[Start of Page excerpt]

# top 3-5 fave songs atm



## Kess (Sep 10, 2015)

1. One More - Elliphant ft. MO
2. Cheap Hotel - Leon Else
3. The Hills - The Weeknd
4. River full of Liquor - Leon Else
5. Caffeine - Thomston

post your favorites! Listen to the previous favorites and then rate them? Lets see if any of us can find any new favorites from each other! This could be sort of like the "expand your music taste" thread? Have fun


----------



## Llust (Sep 10, 2015)

- fullmetal alchemist brotherhood - first opening
- echo - circus p
- tokyo teddy bear
- guren no yumiya - attack on titan (lullaby version by amalee)


----------



## Javocado (Sep 10, 2015)




----------



## Earth Wolf-Howl (Sep 11, 2015)

(Can't find a good video including my favourite song... so I'll go with four others I love. If you were curious, though, right now it's Alpenglow by Nightwish.)





This song never gets old, in my opinion. I've listened to it every say for nearly a year now, and I still love it. Just thought I'd say.








(Just saying, _Haute Tropique_ has a little bit of strong language, so don't listen if you don't like that.)


----------



## brownboy102 (Sep 11, 2015)

Too lazy to find videos
1. You Found Me - The Fray
2. Voyage - TSMB2 (Black Midi)
3. Viva la Vida - ColdPlay
4. Pokemon Indigo League Theme Song
5. Garador's Flight


----------



## aericell (Sep 11, 2015)

1. Promise - EXO
2. Don't Go - EXO
3. Lion Heart - SNSD
4. If You - Big Bang
5. Aftertaste - Shawn Mendes

yas


----------



## HungryForCereal (Sep 11, 2015)

[End of Page excerpt]
[Start of Information provided]

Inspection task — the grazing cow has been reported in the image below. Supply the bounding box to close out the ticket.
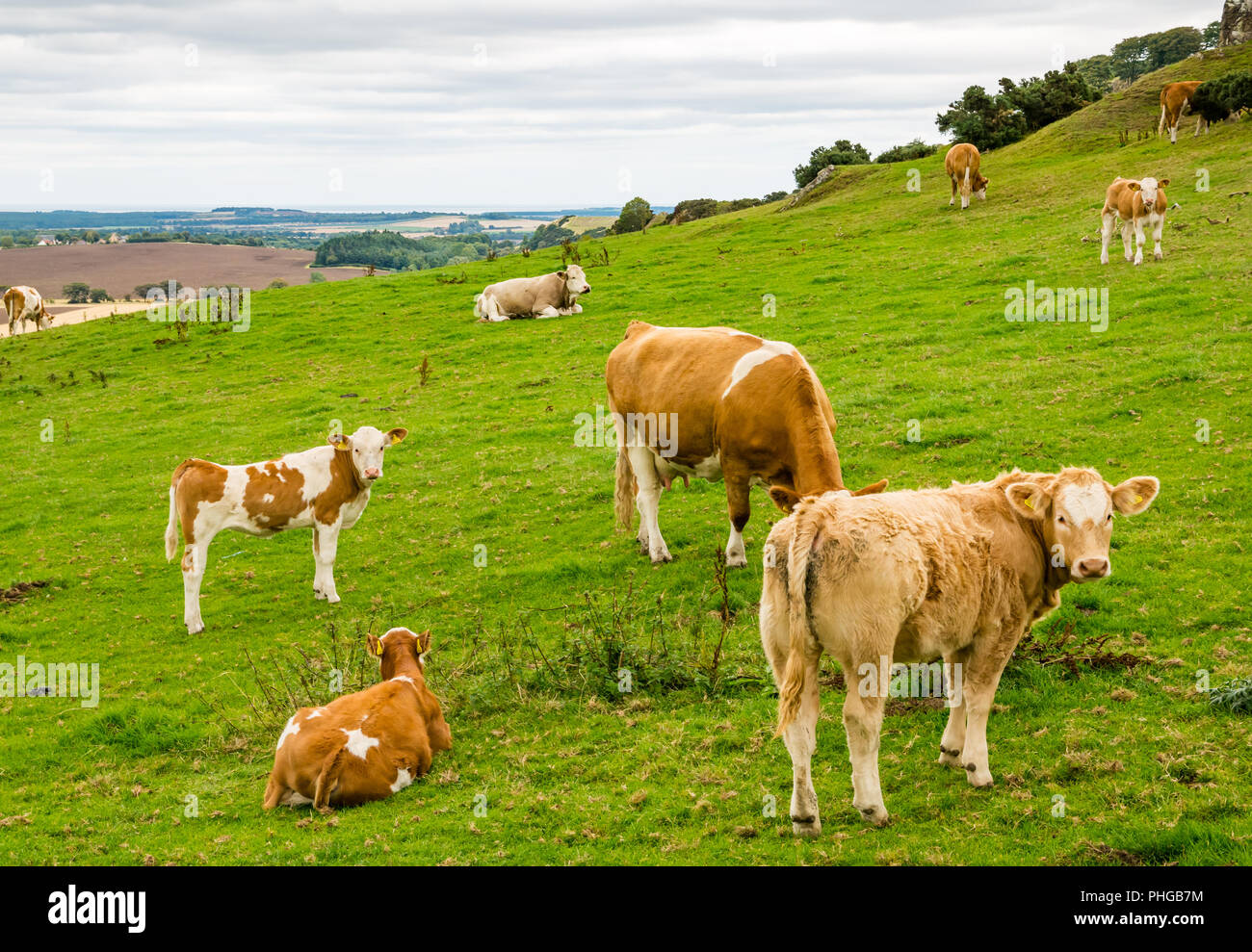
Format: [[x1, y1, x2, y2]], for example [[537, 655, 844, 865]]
[[1157, 80, 1199, 142], [1099, 178, 1169, 264], [166, 426, 408, 634], [473, 264, 591, 322], [943, 142, 990, 209], [605, 321, 886, 567], [4, 284, 53, 337], [262, 628, 452, 813], [760, 469, 1160, 836]]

[End of Information provided]

• [What you should do]: Copy out the favorite-songs thread above in full, word for word.

• [Exercise answer]:
# top 3-5 fave songs atm



## Kess (Sep 10, 2015)

1. One More - Elliphant ft. MO
2. Cheap Hotel - Leon Else
3. The Hills - The Weeknd
4. River full of Liquor - Leon Else
5. Caffeine - Thomston

post your favorites! Listen to the previous favorites and then rate them? Lets see if any of us can find any new favorites from each other! This could be sort of like the "expand your music taste" thread? Have fun


----------



## Llust (Sep 10, 2015)

- fullmetal alchemist brotherhood - first opening
- echo - circus p
- tokyo teddy bear
- guren no yumiya - attack on titan (lullaby version by amalee)


----------



## Javocado (Sep 10, 2015)




----------



## Earth Wolf-Howl (Sep 11, 2015)

(Can't find a good video including my favourite song... so I'll go with four others I love. If you were curious, though, right now it's Alpenglow by Nightwish.)





This song never gets old, in my opinion. I've listened to it every say for nearly a year now, and I still love it. Just thought I'd say.








(Just saying, _Haute Tropique_ has a little bit of strong language, so don't listen if you don't like that.)


----------



## brownboy102 (Sep 11, 2015)

Too lazy to find videos
1. You Found Me - The Fray
2. Voyage - TSMB2 (Black Midi)
3. Viva la Vida - ColdPlay
4. Pokemon Indigo League Theme Song
5. Garador's Flight


----------



## aericell (Sep 11, 2015)

1. Promise - EXO
2. Don't Go - EXO
3. Lion Heart - SNSD
4. If You - Big Bang
5. Aftertaste - Shawn Mendes

yas


----------



## HungryForCereal (Sep 11, 2015)